* Jobs *
A. Translate this sentence from the forum thread on changing file ownership in GPFS into Spanish: "The other alternative is to dump the quotas to file and remove them."
B. Output the lines of the records word for word, starting at the line that contains "of the granite" and ending at the last line of the records.

Well lchown to the rescue, but that does require a path to the file. The 
biggest problem is the inability to get a path given an inode using the 
GPFS inode scan which is why I steered away from it.

In theory you could use gpfs_igetattrsx/gpfs_iputattrsx to modify the 
UID/GID of the file, but they are returned in an opaque format, so it's 
not possible :-(

> One of the gotchas to be aware of, is quotas. My wrapper script would 
> clone quotas from the old uid to the new uid. That's easy enough. 
> However, keep in mind, if the uid is over their quota your chown 
> operation will absolutely kill your cluster. Once a user is over their 
> quota the filesystem seems to want to quiesce all of its accounting 
> information on every filesystem operation for that user. I would check 
> for adequate quota headroom for the user in question and abort if there 
> wasn't enough.

Had not thought of that one. Surely the simple solution would be to set 
the quota's on the mapped UID/GID's after the change has been made. Then 
the filesystem operation would not be for the user over quota but for 
the new user?

The other alternative is to dump the quotas to file and remove them. 
Change the UID's and GID's then restore the quotas on the new UID/GID's.

As I said earlier surely the end users have no access to the file system 
while the modifications are being made. If they do all hell is going to 
break loose IMHO.

> 
> The ACL changes were much more tricky. There's no way, of which I'm 
> aware, to atomically update ACL entries. You run the risk that you could 
> clobber a user's ACL update if it occurs in the milliseconds between you 
> reading the ACL and updating it as part of the UID/GID update.

* Material for this task *
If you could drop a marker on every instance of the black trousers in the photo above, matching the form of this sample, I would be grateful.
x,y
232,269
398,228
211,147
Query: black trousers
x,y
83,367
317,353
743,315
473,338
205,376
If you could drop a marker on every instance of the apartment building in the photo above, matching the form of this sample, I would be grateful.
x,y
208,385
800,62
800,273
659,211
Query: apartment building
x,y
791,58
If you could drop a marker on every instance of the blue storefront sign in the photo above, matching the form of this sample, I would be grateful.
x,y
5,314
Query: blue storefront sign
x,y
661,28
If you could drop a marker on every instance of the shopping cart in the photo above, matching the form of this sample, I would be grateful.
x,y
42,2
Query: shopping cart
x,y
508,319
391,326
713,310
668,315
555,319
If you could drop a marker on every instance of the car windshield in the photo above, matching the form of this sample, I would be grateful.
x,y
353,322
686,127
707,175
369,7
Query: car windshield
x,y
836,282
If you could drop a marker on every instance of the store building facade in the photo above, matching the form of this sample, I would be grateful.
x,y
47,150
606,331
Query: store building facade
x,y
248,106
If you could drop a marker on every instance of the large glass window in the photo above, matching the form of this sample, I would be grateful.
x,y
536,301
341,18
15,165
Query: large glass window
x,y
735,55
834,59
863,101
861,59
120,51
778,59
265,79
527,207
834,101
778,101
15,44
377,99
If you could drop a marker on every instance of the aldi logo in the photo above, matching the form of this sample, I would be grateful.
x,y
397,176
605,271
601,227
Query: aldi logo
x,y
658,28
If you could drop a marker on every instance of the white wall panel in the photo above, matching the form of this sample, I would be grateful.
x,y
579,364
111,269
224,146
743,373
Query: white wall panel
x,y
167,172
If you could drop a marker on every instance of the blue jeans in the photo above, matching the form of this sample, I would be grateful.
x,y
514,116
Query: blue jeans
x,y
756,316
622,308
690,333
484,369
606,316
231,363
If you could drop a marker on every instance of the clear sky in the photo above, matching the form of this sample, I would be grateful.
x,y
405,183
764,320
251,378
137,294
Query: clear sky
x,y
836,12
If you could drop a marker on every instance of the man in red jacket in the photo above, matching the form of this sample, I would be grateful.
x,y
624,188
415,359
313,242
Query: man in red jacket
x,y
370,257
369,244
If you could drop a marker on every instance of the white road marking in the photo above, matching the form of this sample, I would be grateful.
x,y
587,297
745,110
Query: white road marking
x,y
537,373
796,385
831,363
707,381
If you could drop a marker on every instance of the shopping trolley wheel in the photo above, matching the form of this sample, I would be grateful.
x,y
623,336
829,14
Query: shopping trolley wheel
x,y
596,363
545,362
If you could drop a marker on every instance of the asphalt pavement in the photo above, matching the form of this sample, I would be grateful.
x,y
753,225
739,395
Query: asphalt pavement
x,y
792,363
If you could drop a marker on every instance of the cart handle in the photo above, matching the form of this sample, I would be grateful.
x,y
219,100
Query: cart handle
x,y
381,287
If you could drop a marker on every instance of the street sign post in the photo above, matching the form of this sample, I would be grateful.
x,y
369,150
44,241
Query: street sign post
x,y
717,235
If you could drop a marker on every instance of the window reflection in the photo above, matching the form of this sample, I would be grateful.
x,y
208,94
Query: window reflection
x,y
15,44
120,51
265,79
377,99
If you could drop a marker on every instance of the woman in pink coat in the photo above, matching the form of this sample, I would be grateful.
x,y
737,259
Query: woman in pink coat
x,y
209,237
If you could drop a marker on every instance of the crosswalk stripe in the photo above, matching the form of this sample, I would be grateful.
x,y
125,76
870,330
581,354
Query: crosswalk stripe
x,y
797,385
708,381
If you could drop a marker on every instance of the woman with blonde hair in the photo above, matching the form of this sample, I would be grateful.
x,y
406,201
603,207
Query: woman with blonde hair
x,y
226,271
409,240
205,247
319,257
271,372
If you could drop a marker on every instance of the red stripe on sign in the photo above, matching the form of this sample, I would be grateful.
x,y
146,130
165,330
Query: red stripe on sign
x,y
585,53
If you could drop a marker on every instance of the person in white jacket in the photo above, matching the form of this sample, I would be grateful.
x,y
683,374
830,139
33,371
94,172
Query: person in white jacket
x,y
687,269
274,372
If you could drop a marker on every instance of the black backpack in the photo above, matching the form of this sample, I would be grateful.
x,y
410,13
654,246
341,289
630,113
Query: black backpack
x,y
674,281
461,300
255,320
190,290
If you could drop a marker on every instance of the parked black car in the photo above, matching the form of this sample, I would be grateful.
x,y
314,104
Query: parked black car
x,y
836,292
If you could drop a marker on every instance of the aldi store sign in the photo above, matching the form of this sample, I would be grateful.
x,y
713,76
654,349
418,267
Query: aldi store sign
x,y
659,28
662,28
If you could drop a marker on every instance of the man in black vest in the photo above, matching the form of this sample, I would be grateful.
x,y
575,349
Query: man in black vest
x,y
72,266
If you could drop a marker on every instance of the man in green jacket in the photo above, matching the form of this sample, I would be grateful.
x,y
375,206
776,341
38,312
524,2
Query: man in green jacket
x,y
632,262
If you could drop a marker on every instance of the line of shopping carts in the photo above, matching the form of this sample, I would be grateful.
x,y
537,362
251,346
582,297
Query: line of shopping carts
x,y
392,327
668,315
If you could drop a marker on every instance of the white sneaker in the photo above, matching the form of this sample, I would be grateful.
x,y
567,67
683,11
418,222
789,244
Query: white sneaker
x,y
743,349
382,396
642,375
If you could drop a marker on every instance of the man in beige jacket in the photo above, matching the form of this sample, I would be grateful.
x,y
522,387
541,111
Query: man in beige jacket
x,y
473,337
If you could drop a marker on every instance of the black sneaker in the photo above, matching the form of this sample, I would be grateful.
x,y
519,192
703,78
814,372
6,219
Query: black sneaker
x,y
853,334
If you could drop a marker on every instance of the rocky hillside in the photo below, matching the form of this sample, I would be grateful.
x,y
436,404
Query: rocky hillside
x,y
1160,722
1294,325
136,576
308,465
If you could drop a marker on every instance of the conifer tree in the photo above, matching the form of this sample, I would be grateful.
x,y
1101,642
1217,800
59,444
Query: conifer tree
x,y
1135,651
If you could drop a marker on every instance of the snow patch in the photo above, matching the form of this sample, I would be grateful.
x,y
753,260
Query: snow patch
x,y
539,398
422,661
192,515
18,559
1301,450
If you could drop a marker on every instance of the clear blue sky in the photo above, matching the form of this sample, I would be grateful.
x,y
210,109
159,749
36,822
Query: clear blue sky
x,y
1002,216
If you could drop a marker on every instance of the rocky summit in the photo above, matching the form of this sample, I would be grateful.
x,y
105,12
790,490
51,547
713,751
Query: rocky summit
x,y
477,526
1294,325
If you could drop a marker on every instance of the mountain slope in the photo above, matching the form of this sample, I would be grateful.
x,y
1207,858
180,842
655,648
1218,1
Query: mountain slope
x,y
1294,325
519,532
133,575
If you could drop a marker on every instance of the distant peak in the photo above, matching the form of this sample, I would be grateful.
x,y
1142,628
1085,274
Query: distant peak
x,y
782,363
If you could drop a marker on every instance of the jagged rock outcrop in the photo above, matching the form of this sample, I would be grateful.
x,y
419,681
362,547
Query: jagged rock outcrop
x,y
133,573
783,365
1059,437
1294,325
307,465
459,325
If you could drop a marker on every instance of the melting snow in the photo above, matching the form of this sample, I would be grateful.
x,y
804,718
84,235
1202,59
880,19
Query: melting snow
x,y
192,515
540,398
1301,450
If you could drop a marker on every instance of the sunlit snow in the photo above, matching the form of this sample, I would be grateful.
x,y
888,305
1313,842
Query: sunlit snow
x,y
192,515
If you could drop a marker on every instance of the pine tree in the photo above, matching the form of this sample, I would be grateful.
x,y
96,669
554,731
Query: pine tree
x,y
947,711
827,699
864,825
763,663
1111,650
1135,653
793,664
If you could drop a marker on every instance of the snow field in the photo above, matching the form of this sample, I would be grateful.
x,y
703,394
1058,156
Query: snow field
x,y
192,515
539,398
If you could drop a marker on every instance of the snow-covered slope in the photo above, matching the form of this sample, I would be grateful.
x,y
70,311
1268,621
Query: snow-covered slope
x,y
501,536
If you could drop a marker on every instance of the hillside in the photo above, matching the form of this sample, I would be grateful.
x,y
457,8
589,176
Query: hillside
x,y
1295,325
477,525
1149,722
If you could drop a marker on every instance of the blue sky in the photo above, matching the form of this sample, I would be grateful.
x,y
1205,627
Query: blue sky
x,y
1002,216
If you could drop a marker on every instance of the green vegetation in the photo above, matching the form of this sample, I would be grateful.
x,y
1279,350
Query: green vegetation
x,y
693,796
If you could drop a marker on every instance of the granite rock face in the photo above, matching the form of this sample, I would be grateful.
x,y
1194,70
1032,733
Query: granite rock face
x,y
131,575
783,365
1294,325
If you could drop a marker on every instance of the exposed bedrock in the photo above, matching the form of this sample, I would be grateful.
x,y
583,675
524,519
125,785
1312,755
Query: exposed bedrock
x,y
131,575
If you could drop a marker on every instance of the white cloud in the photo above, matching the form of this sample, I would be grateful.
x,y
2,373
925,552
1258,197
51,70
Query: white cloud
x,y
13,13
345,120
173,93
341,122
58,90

* List of solutions *
A. La otra alternativa es volcar las cuotas a un archivo y eliminarlas.

B.
If you could drop a marker on every instance of the granite rock face in the photo above, matching the form of this sample, I would be grateful.
x,y
1194,70
1032,733
Query: granite rock face
x,y
131,575
783,365
1294,325
If you could drop a marker on every instance of the exposed bedrock in the photo above, matching the form of this sample, I would be grateful.
x,y
583,675
524,519
125,785
1312,755
Query: exposed bedrock
x,y
131,575
If you could drop a marker on every instance of the white cloud in the photo above, matching the form of this sample, I would be grateful.
x,y
2,373
925,552
1258,197
51,70
Query: white cloud
x,y
13,13
345,120
173,93
341,122
58,90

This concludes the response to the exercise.